**INSTRUCTIONS TO FOLLOW**
Determine how many lines in the listing that follows include "candle". Answer only with that number.

**EXERCISE INPUT**
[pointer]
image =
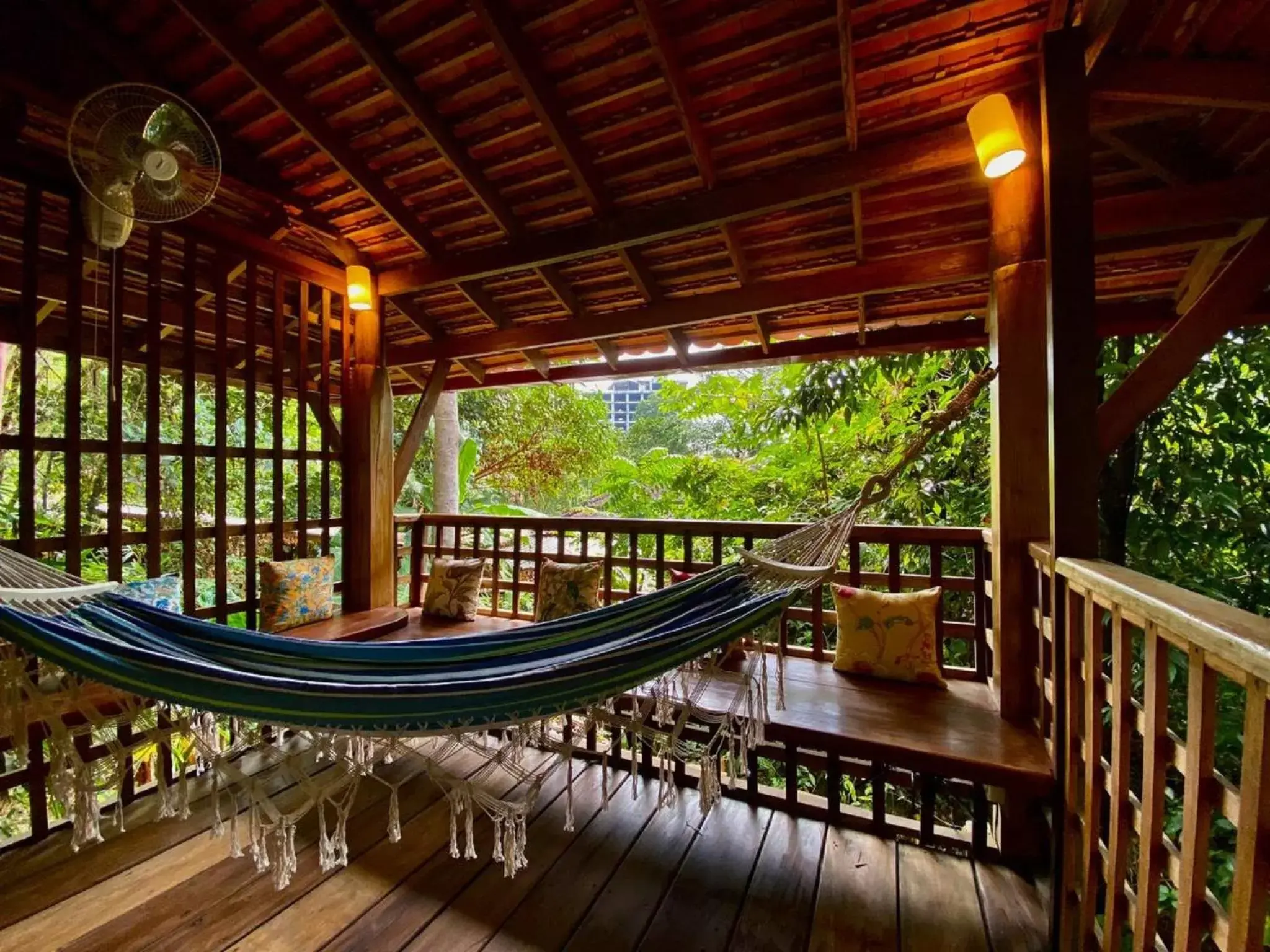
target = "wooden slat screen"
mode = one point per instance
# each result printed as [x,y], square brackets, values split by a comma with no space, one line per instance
[1143,673]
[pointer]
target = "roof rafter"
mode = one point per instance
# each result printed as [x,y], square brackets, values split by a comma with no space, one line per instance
[1220,309]
[918,270]
[936,151]
[539,92]
[238,47]
[664,50]
[1225,84]
[360,30]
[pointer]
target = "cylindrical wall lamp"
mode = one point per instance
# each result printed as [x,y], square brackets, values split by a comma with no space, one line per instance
[996,136]
[360,294]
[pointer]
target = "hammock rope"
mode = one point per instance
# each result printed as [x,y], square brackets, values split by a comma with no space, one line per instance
[332,715]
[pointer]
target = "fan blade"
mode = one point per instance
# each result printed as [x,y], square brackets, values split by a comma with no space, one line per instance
[171,126]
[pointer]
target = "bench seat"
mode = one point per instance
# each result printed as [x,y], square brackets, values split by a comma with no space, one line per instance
[958,733]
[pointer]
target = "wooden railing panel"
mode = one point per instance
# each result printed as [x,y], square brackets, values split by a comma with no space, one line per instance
[1109,611]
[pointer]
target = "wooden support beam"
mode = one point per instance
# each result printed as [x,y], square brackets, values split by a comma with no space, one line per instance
[486,304]
[473,368]
[609,351]
[539,92]
[664,50]
[1163,209]
[246,54]
[735,252]
[358,27]
[368,534]
[1193,335]
[1101,20]
[551,277]
[1072,337]
[678,343]
[848,70]
[641,275]
[418,427]
[417,316]
[918,270]
[938,151]
[1209,84]
[539,362]
[765,332]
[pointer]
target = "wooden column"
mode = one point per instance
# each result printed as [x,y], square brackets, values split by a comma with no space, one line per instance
[1020,437]
[370,565]
[1073,342]
[1073,397]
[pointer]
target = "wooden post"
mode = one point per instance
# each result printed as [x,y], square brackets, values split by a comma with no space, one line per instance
[1020,444]
[1073,397]
[370,563]
[1020,441]
[1073,342]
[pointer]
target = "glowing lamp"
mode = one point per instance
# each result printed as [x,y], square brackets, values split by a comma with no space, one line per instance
[358,280]
[996,136]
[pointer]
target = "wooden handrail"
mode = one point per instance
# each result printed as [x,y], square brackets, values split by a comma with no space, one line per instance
[1223,631]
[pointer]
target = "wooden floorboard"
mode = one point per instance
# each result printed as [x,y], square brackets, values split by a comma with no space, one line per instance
[856,904]
[939,904]
[636,875]
[708,891]
[781,896]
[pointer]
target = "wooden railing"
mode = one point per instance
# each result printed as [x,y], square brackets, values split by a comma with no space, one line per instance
[638,555]
[1155,702]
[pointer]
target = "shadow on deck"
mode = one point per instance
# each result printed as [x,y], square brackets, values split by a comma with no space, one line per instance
[626,878]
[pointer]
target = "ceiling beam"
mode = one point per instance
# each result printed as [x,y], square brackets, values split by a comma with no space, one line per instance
[474,368]
[238,46]
[1162,209]
[486,304]
[936,151]
[1226,84]
[1196,333]
[424,410]
[358,27]
[848,70]
[539,92]
[664,50]
[1101,19]
[912,271]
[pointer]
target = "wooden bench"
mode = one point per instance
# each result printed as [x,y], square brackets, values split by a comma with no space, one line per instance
[958,733]
[355,626]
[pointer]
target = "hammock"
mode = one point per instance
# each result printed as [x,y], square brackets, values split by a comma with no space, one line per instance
[331,714]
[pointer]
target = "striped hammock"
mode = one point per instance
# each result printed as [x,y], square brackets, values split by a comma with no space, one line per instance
[333,716]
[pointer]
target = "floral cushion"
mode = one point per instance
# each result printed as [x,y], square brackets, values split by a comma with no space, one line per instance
[567,589]
[296,593]
[888,635]
[163,592]
[454,588]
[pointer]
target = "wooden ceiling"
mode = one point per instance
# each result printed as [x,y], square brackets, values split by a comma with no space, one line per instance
[548,186]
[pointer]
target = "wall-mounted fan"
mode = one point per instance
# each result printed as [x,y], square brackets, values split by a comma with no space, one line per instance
[141,154]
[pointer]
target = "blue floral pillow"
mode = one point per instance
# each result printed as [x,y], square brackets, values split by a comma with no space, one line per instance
[162,593]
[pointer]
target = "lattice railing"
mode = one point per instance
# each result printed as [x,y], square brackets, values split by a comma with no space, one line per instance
[1157,707]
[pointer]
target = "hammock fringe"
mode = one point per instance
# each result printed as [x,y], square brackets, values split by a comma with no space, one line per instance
[326,765]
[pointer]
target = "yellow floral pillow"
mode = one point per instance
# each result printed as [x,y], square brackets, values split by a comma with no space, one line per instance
[296,593]
[888,633]
[454,588]
[567,589]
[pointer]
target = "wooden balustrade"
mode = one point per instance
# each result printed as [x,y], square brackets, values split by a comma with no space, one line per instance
[1135,679]
[638,555]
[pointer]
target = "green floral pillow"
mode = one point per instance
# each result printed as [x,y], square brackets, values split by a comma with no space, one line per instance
[454,588]
[163,592]
[567,589]
[296,593]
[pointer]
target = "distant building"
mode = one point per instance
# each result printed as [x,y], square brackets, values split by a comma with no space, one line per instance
[625,395]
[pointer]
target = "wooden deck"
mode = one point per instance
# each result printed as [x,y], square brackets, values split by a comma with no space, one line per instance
[628,878]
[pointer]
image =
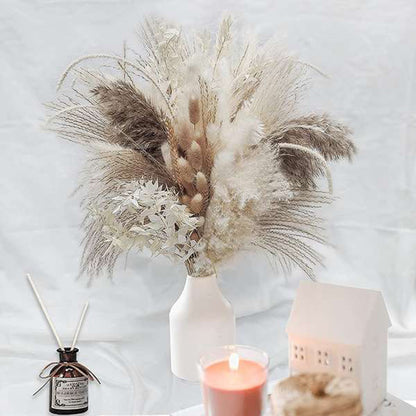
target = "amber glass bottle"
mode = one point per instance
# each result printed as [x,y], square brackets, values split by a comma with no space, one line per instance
[68,393]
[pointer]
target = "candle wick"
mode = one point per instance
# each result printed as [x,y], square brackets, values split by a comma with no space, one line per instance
[234,361]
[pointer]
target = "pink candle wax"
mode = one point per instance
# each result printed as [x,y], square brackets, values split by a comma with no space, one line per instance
[237,391]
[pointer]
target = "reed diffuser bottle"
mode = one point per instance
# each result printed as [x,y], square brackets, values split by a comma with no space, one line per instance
[68,392]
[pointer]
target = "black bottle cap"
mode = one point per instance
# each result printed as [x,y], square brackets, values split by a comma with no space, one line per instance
[67,355]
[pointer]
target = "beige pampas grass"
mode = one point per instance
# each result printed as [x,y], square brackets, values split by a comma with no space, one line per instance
[209,127]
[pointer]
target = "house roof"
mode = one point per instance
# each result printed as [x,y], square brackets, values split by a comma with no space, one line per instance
[336,314]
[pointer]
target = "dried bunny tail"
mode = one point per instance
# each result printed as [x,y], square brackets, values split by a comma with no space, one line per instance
[125,63]
[194,110]
[194,155]
[141,125]
[314,154]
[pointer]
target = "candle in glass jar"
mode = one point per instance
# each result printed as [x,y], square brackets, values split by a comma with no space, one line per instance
[235,384]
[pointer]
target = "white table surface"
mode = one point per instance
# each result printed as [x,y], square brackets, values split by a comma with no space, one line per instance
[392,406]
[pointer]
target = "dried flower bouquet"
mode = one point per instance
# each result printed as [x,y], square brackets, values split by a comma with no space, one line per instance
[198,150]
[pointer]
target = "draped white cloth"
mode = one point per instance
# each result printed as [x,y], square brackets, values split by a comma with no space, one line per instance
[367,48]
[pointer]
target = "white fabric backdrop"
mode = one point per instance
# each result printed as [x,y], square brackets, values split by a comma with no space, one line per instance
[368,48]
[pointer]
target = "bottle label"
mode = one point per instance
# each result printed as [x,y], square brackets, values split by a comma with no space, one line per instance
[69,393]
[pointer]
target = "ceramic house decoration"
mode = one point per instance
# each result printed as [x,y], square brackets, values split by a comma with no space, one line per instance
[341,330]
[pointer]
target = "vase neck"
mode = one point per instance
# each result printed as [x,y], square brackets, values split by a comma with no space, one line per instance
[206,284]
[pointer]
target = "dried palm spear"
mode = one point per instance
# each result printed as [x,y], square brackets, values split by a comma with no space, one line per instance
[198,151]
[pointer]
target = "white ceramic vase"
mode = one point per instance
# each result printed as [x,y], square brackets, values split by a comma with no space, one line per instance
[202,318]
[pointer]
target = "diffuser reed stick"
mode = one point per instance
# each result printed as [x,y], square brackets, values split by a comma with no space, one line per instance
[80,322]
[45,312]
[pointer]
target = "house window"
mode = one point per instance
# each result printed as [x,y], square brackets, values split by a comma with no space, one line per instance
[323,357]
[299,352]
[346,364]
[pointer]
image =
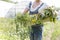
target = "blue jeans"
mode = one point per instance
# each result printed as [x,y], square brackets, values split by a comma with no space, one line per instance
[36,33]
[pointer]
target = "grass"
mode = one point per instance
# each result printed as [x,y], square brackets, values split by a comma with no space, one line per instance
[7,30]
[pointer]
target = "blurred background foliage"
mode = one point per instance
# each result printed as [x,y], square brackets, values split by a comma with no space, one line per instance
[10,30]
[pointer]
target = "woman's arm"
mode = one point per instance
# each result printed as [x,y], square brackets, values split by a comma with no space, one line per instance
[25,10]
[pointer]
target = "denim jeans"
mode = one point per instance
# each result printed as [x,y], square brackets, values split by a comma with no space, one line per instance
[36,33]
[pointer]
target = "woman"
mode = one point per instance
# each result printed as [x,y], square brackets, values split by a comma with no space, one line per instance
[34,8]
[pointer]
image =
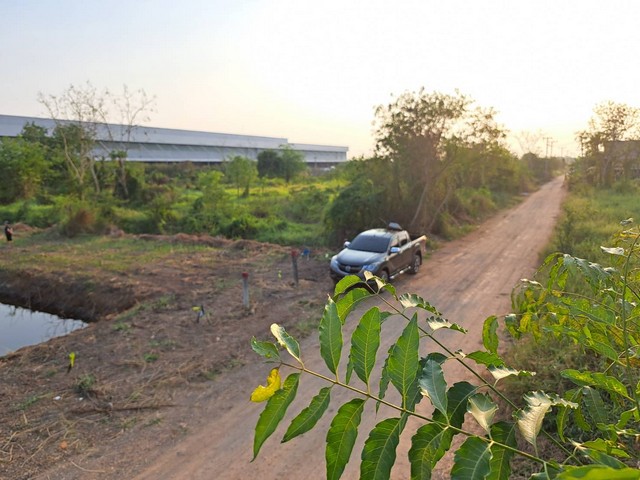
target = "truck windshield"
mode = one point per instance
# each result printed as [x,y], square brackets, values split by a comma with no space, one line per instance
[368,243]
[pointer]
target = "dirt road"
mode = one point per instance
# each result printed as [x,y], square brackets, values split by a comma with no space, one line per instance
[467,280]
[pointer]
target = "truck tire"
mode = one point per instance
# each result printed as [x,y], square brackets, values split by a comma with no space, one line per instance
[415,264]
[384,276]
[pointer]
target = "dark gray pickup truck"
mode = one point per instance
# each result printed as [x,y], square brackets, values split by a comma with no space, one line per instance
[385,252]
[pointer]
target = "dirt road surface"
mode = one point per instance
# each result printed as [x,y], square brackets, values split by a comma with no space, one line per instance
[467,280]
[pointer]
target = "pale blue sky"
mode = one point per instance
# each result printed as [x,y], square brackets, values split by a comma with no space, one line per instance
[314,72]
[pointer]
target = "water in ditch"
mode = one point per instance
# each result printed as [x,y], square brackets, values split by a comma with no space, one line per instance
[20,327]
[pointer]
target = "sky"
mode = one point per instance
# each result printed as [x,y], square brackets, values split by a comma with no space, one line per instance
[314,71]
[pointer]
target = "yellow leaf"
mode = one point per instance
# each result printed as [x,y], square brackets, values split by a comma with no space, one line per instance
[264,393]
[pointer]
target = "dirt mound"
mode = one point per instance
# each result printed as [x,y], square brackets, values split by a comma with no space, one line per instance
[148,341]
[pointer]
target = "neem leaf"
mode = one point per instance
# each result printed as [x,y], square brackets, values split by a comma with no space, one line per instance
[274,412]
[433,385]
[349,300]
[263,393]
[503,372]
[365,342]
[330,334]
[483,410]
[286,340]
[428,446]
[472,460]
[379,452]
[490,335]
[402,365]
[342,436]
[346,283]
[531,417]
[265,349]
[505,433]
[408,300]
[309,416]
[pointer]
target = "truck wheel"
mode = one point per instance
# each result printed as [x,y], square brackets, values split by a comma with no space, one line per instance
[384,276]
[415,265]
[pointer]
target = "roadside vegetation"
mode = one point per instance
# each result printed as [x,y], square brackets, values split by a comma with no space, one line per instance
[440,166]
[560,401]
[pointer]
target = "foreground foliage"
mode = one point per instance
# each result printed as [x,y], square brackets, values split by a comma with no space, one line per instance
[596,426]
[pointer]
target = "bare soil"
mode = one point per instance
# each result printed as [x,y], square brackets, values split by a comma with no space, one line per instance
[157,394]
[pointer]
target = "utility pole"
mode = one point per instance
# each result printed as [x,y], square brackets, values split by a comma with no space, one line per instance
[549,151]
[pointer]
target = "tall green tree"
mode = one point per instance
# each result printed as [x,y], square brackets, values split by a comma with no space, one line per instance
[22,168]
[241,171]
[611,122]
[86,117]
[293,163]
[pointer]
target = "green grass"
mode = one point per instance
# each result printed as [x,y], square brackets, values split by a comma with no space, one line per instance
[591,218]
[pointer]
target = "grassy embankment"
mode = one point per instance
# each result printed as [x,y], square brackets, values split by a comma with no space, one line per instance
[590,219]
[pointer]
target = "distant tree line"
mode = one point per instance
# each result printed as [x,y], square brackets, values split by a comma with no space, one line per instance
[439,163]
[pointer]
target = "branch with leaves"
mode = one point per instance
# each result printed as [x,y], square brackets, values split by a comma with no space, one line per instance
[415,377]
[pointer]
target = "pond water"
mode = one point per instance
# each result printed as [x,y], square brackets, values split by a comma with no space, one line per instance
[20,327]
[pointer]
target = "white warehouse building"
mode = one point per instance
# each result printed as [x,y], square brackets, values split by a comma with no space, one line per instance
[153,145]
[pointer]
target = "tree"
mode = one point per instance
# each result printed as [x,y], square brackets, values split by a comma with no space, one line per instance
[422,135]
[286,163]
[269,164]
[611,122]
[83,117]
[241,171]
[292,163]
[22,168]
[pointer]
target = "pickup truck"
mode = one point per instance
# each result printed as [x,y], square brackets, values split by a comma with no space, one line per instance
[385,252]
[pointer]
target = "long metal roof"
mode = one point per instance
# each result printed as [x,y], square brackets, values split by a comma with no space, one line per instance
[11,126]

**RESULT FOR THIS EXERCISE**
3